▶ [What is required]
Please pull out every line below that contains the word "wall", copying each one in full.

........

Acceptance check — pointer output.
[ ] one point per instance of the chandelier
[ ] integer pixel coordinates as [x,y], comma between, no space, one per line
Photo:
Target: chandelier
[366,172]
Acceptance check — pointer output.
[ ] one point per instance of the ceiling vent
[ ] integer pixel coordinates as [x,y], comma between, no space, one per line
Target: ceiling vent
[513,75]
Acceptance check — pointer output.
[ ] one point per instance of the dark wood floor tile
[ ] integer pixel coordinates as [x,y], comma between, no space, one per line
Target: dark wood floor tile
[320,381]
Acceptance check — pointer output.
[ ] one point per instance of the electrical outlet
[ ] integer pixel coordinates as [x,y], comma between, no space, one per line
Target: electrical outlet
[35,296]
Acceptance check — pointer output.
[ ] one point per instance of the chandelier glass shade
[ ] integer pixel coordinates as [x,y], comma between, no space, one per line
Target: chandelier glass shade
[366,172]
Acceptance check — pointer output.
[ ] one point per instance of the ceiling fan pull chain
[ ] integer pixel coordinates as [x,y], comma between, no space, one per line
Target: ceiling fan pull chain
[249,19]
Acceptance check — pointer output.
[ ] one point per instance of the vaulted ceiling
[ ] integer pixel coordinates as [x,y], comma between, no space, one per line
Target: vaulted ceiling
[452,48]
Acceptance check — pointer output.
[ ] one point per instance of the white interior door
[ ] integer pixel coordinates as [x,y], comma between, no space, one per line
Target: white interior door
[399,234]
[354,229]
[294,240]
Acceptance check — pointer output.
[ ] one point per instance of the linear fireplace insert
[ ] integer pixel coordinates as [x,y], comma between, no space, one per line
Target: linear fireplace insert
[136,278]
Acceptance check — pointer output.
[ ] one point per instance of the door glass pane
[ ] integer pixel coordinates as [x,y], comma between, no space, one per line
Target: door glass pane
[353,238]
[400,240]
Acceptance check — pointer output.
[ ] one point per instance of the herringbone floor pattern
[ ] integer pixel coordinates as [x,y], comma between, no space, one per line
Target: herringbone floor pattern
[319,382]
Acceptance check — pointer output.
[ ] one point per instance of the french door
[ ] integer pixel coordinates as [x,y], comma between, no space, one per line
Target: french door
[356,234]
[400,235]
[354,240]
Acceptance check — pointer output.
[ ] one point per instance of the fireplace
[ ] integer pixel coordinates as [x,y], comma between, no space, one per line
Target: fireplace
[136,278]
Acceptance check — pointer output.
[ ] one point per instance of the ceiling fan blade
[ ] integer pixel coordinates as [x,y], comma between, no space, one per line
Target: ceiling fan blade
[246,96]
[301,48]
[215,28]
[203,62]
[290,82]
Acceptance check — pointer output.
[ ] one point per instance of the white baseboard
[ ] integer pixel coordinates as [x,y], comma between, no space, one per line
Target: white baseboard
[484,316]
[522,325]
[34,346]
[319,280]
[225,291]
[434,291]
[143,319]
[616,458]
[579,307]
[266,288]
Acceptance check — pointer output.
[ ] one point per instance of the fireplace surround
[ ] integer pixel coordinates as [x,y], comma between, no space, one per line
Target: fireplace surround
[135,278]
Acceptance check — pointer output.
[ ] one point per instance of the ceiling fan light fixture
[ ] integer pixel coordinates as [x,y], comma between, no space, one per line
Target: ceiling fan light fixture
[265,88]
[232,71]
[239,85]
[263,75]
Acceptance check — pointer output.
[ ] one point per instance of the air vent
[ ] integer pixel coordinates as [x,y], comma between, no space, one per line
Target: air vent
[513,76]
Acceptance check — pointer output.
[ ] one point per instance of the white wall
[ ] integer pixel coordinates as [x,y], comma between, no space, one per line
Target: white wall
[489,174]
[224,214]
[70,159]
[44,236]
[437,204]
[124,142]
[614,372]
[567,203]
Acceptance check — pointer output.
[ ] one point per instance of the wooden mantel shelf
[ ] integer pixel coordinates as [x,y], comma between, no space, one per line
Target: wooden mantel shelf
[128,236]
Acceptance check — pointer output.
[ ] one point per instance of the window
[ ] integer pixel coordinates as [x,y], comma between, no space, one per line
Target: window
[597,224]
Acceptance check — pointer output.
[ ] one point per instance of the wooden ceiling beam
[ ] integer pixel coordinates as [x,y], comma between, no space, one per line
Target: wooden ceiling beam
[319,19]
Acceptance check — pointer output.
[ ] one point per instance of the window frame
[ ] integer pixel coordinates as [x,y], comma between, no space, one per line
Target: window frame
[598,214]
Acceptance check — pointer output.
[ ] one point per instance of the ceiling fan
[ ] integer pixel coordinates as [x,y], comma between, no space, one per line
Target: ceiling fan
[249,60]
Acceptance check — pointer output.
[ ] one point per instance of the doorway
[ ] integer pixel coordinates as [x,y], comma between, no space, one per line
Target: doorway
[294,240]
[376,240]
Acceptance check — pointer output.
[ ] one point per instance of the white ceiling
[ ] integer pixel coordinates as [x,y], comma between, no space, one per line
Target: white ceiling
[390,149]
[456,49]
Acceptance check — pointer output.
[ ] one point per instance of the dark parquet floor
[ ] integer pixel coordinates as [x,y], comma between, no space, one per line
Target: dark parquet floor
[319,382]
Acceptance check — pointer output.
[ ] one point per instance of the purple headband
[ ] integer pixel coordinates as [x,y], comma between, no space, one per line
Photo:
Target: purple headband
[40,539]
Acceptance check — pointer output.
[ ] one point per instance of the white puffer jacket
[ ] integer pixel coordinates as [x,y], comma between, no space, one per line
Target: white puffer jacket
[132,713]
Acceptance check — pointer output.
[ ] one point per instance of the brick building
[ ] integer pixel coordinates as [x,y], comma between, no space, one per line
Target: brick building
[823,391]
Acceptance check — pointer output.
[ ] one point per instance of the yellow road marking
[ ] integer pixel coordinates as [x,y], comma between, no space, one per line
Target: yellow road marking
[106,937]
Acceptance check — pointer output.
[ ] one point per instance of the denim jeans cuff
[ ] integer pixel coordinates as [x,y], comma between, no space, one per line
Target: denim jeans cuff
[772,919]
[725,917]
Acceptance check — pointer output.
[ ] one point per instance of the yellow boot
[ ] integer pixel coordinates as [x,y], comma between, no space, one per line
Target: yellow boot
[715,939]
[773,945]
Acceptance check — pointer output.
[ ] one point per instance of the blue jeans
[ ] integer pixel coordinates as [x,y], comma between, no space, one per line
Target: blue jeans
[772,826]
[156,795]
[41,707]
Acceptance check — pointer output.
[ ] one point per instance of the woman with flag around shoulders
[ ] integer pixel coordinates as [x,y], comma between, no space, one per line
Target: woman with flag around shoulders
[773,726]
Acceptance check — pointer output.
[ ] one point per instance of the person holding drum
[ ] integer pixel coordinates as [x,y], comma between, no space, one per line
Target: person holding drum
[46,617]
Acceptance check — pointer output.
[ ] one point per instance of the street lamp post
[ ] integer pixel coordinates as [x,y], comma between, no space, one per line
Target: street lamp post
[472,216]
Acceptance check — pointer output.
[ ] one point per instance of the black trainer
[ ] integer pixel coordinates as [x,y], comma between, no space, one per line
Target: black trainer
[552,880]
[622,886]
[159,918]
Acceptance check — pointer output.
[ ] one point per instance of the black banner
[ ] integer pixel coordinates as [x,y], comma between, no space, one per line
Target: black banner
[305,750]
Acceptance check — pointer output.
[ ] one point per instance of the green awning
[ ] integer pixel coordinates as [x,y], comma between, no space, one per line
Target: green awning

........

▶ [Correct result]
[ ] one point per instance of the white wall
Target: white wall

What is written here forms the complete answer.